Kopiere aus dem nachfolgenden Artikel über Luzerner Wohnbaugenossenschaften die Passage von „Luzerner Genossenschaften kontern“ bis einschließlich „darin ein Problem.“ Wort für Wort.

=== Textblock ===

Luzerner Genossenschaften kontern Kritik der SP

Wenn die günstige Wohnung erst eine Stange Geld kostet

In der Krienser Teiggi-Siedlung werden beim Einzug relativ hohe Summen verlangt. (Bild: zvg)

Bei Wohnbaugenossenschaften müssen Mieter oft Anteilscheine kaufen, bevor sie in eine Wohnung ziehen können. Das kann bis zu 30'000 Franken kosten. Die Stadtluzerner SP sieht darin ein Problem.

Es klingt eigentlich wunderbar. In der hippen Teiggi-Siedlung in Kriens wird ein Mieter gesucht für ein Wohnatelier. 57 Quadratmeter Fläche, bis zu 5 Meter hohe Räume, Mietpreis 1210 Franken. Doch: Interessenten müssen bei der Wohnwerk-Genossenschaft, der die Wohnungen in der Teiggi gehören, ein Anteilkapital von 14'500 Franken beisteuern.

=== Datensatzauszüge ===

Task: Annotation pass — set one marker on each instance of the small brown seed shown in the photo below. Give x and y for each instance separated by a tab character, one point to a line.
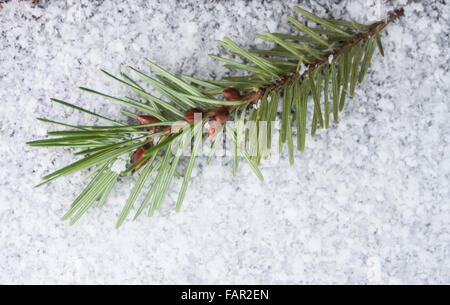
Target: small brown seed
189	115
222	115
214	128
231	94
137	156
148	119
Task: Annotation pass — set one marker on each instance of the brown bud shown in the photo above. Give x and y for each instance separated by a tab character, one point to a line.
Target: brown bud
190	114
222	115
214	128
137	156
231	94
148	119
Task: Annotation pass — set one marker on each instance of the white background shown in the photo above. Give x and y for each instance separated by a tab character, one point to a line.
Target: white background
366	203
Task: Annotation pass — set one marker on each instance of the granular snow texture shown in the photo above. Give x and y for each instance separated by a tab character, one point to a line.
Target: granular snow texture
368	201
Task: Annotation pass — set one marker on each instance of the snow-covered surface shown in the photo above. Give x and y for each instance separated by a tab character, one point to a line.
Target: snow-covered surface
368	202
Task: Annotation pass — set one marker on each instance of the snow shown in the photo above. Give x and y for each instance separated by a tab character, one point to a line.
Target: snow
366	203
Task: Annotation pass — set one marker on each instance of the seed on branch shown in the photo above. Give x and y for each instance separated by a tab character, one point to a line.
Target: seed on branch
222	115
137	156
148	119
214	128
231	94
190	114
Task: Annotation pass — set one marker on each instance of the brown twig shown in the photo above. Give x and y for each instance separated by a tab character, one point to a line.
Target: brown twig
295	75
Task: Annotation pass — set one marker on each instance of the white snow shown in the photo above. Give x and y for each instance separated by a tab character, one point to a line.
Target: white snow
368	201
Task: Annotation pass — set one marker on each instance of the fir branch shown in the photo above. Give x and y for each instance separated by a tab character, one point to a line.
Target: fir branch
297	66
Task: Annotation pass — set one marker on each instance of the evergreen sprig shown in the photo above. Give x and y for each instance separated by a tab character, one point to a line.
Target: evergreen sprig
332	57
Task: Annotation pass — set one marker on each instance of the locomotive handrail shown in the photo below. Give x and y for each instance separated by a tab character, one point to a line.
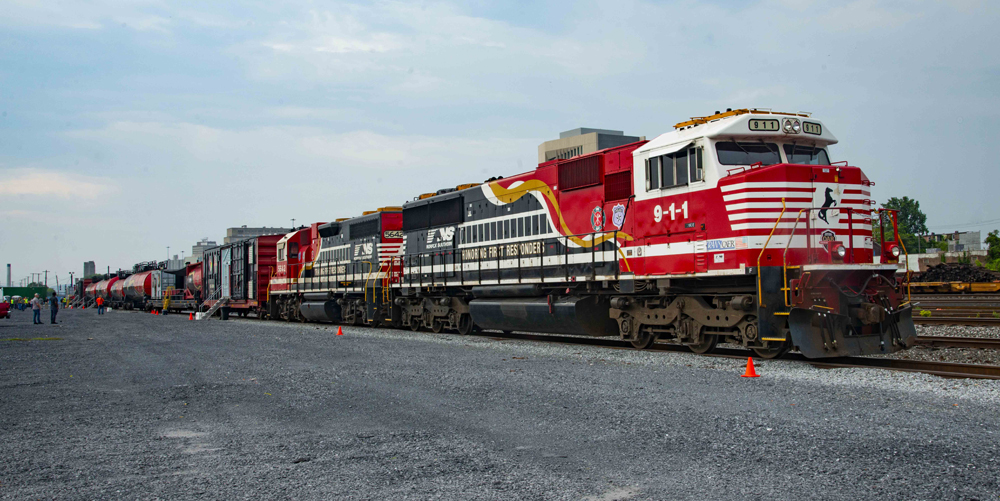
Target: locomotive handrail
776	221
906	254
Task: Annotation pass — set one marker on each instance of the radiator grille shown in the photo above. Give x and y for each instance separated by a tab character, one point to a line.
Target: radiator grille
618	186
580	173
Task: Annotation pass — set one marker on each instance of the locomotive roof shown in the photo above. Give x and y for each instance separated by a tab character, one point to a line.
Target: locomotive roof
737	126
435	198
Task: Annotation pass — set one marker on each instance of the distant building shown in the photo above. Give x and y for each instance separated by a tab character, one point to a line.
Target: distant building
243	233
582	141
198	249
959	241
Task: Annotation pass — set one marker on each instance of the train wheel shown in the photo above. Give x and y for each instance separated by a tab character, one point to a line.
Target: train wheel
707	344
465	324
773	351
643	340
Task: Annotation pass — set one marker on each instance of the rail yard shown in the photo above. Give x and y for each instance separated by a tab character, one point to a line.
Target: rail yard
165	407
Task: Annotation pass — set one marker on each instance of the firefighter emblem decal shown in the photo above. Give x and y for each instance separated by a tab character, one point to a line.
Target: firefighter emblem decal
597	219
618	215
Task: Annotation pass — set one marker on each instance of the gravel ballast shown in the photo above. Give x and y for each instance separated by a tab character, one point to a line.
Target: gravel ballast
134	406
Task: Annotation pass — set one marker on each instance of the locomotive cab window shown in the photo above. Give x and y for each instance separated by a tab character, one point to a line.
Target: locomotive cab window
806	155
675	169
747	153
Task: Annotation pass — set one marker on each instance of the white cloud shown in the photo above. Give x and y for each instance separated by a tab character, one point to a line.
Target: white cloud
35	182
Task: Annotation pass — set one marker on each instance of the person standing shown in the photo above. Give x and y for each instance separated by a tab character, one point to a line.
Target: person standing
36	310
54	307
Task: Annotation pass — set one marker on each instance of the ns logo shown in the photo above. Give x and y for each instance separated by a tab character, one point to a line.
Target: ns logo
440	237
363	250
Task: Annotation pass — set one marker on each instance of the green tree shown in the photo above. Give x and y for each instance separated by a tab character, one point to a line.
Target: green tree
993	240
993	253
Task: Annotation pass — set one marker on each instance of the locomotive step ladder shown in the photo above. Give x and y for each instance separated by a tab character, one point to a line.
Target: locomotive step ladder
215	307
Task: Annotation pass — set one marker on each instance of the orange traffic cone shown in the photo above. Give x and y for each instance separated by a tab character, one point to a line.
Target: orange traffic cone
750	372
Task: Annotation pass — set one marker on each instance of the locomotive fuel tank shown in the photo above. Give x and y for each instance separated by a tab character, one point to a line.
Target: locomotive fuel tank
563	315
320	311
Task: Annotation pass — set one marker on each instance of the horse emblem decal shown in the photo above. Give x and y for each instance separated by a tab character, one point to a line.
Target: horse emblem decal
618	215
830	202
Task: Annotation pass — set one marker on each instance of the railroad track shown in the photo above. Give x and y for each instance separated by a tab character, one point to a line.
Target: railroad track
980	311
969	321
943	369
959	342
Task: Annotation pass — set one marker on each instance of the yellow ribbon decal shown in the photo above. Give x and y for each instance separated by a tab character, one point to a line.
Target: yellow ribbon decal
512	195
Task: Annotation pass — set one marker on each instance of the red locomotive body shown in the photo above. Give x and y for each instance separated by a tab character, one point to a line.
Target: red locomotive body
345	273
734	227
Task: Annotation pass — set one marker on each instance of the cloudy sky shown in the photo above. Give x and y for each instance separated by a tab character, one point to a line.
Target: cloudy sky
127	127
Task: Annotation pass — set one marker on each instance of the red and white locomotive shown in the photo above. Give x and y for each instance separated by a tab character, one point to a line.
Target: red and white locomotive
734	227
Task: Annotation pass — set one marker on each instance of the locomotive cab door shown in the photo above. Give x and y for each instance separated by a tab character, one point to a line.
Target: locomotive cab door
225	266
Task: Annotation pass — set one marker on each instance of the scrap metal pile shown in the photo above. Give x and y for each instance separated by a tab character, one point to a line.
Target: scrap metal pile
957	272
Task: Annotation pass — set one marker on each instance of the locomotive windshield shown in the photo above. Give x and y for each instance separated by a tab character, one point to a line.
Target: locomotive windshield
740	153
806	155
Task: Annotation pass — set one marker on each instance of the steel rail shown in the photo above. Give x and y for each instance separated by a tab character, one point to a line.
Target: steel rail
967	321
943	369
959	342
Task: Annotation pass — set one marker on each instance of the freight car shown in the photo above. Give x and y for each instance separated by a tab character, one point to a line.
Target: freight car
181	290
734	227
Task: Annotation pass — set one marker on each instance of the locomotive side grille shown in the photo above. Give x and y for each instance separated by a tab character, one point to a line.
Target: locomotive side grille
416	217
446	212
364	229
580	173
618	186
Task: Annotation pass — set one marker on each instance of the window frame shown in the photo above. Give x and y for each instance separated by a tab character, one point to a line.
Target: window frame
691	168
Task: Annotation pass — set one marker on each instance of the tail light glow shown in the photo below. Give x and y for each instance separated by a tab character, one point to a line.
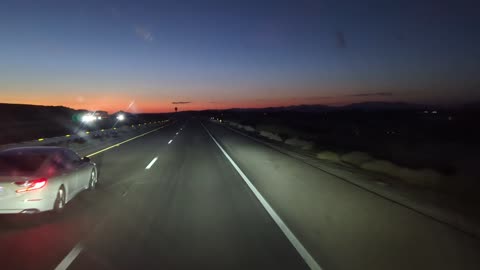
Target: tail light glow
31	184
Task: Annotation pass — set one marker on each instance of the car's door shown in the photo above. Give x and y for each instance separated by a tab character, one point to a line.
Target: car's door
82	169
65	173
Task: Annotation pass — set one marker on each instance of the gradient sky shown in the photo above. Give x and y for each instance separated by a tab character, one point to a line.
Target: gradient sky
147	55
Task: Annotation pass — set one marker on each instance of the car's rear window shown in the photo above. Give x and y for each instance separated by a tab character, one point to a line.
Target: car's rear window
21	163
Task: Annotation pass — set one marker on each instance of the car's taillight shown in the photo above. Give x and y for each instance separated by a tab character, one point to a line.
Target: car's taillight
31	184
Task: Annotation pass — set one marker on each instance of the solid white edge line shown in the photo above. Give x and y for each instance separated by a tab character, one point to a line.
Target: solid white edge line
151	163
309	260
71	256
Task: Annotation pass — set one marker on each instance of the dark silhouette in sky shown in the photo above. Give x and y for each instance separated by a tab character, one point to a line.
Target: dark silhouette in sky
106	54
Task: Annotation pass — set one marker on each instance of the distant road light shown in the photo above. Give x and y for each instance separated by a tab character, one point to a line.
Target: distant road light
87	118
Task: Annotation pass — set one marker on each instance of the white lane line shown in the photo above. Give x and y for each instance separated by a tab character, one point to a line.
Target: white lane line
77	249
151	163
309	260
120	143
65	263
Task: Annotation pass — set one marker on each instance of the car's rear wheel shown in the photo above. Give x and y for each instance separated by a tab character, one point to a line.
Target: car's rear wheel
59	204
93	180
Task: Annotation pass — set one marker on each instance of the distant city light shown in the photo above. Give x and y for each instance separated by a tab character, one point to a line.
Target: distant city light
87	118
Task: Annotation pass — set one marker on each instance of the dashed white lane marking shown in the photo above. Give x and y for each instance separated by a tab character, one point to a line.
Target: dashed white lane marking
65	263
309	260
120	143
151	163
77	249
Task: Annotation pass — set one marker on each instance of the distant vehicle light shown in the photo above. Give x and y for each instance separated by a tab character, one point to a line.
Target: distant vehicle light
87	118
31	185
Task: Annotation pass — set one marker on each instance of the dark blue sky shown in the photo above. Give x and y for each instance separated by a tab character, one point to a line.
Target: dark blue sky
237	53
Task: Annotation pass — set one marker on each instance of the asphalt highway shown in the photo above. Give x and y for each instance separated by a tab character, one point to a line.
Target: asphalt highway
197	195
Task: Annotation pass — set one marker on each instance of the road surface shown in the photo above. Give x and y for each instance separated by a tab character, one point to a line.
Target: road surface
173	200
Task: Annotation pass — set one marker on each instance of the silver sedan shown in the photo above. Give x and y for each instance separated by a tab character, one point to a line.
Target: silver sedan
38	179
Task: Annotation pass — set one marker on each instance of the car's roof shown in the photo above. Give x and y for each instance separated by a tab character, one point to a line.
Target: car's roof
34	149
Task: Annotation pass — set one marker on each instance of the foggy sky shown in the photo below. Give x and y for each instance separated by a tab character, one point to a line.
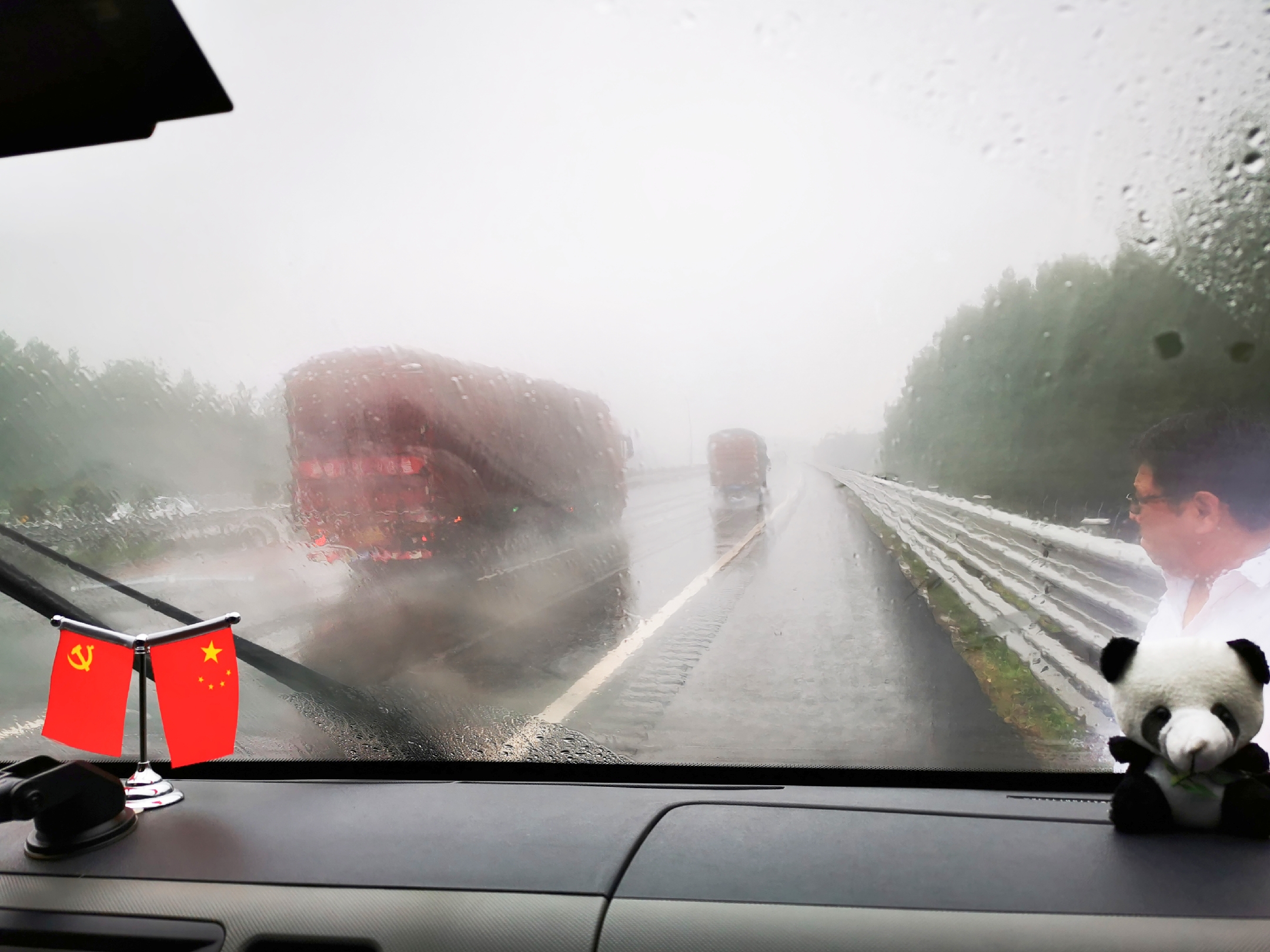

===

§ **Ergebnis der Übung**
Luzerner Genossenschaften kontern Kritik der SP

Wenn die günstige Wohnung erst eine Stange Geld kostet

In der Krienser Teiggi-Siedlung werden beim Einzug relativ hohe Summen verlangt. (Bild: zvg)

Bei Wohnbaugenossenschaften müssen Mieter oft Anteilscheine kaufen, bevor sie in eine Wohnung ziehen können. Das kann bis zu 30'000 Franken kosten. Die Stadtluzerner SP sieht darin ein Problem.